| Text |
===

That familiar teal-and-orange color palette hits you first. You know the one—Netflix's signature “prestige crime drama” filter that makes every shadow look expensive and every gun barrel gleam like it was polished for the red carpet. But here's the thing about Joe Carnahan: he's never been one to let studio aesthetics dilute his vision. And judging by this first teaser for “The Rip,” he's not starting now.
Thirty seconds into the trailer, Ben Affleck's weathered face fills the frame, and you can practically smell the Miami heat radiating off the screen. “You have 30 minutes to get out of that house,” comes the warning, delivered with the kind of gravitas that suggests someone's already counting down from twenty-nine minutes and fifty-nine seconds. It's classic Carnahan—tension wound so tight you can hear it humming in the silence between dialogue beats.

The premise reads like a fever dream pulled from the “Training Day” playbook, but with a twist that feels distinctly modern. A team of Miami cops stumbles upon millions in cash stashed in what looks like a crack house that time forgot. Trust erodes faster than evidence in an acid bath. Outside forces circle like vultures who've caught wind of fresh carrion. Everyone's a potential enemy, including the guy watching your six.
Matt Damon appears in quick flashes—leaner than he was in “Air,” more haunted than he's looked since “The Departed.” There's something in his eyes that suggests this won't be another buddy-cop romp where the biggest danger comes from witty banter. Carnahan's camera loves faces in crisis, and both Affleck and Damon deliver the kind of weathered gravitas that sells corruption stories without overselling them.

===

| Information shown |
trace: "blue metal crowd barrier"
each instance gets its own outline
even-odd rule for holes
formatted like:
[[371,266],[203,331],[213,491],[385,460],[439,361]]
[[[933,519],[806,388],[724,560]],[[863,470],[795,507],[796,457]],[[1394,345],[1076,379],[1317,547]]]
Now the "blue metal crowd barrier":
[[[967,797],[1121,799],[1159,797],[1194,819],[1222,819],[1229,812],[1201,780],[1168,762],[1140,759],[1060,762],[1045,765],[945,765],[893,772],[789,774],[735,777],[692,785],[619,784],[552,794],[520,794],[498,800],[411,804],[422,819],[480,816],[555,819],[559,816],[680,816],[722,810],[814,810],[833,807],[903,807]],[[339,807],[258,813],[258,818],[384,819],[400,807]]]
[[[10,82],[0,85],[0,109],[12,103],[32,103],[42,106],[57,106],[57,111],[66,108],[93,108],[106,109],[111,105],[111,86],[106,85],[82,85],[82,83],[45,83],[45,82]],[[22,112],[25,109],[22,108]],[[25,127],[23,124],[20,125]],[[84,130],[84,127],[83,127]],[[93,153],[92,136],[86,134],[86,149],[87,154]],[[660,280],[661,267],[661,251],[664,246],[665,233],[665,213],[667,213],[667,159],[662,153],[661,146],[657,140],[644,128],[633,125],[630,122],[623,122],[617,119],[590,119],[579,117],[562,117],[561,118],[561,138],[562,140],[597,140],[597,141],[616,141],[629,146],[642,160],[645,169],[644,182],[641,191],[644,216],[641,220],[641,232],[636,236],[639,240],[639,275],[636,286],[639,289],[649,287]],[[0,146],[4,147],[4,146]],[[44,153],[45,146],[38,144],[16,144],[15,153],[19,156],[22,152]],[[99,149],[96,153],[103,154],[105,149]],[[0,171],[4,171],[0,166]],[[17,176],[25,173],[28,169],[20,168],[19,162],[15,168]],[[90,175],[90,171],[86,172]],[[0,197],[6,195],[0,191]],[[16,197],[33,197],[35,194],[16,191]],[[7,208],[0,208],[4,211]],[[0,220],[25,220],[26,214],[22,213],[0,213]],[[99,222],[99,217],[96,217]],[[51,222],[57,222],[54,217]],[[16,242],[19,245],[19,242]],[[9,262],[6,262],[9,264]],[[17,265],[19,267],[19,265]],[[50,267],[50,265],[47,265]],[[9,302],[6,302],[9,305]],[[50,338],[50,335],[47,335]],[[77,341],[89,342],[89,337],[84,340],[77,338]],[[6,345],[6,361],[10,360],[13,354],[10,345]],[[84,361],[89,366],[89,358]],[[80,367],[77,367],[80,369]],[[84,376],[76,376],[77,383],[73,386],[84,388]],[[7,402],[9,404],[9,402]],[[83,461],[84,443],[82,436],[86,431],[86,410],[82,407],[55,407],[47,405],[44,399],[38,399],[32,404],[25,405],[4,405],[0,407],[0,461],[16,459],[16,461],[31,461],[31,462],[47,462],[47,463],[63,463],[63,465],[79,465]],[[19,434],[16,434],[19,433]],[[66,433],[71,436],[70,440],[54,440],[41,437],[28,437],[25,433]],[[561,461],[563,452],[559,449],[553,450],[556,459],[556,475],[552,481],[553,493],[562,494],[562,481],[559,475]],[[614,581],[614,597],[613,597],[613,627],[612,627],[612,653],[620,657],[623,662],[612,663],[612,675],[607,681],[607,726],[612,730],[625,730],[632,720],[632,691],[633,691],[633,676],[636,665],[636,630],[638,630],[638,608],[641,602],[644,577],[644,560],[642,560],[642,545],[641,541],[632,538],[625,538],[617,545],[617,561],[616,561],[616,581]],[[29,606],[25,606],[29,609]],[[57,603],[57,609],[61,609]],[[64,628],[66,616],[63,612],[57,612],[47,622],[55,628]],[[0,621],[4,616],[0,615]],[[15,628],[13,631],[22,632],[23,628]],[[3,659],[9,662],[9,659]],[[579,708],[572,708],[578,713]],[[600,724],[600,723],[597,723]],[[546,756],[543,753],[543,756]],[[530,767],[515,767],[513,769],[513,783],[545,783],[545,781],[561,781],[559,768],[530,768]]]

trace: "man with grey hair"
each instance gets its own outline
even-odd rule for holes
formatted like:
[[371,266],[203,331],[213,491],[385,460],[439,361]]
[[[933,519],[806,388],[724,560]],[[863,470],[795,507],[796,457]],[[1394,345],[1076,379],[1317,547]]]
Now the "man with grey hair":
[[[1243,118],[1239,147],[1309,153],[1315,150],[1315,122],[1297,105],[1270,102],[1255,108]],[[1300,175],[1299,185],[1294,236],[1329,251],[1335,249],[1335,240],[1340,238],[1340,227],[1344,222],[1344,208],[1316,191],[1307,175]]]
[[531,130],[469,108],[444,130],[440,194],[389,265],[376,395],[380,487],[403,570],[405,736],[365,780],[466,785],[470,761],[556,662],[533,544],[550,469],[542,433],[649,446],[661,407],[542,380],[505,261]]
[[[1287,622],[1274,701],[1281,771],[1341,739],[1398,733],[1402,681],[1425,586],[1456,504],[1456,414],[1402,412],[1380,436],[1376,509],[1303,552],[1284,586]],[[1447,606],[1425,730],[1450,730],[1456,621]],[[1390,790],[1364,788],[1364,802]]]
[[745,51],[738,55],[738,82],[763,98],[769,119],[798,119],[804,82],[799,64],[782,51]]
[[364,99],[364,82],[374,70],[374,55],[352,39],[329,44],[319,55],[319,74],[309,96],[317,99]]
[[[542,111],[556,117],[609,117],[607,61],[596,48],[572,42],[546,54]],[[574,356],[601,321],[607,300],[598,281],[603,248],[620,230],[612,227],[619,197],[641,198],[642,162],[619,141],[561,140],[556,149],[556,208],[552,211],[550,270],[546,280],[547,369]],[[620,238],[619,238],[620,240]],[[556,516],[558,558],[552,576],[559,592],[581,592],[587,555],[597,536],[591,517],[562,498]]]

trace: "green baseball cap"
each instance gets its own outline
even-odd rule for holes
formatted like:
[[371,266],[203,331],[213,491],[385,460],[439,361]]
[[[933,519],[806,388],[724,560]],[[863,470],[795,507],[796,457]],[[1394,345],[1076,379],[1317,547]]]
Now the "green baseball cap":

===

| Work request A |
Reproduce the part of the article on "The Rip" between "Thirty seconds into" and "between dialogue beats.", inclusive.
| Work request B |
List every film title mentioned in the article on "The Rip".

| Answer section A |
Thirty seconds into the trailer, Ben Affleck's weathered face fills the frame, and you can practically smell the Miami heat radiating off the screen. “You have 30 minutes to get out of that house,” comes the warning, delivered with the kind of gravitas that suggests someone's already counting down from twenty-nine minutes and fifty-nine seconds. It's classic Carnahan—tension wound so tight you can hear it humming in the silence between dialogue beats.

| Answer section B |
- The Rip
- Training Day
- Air
- The Departed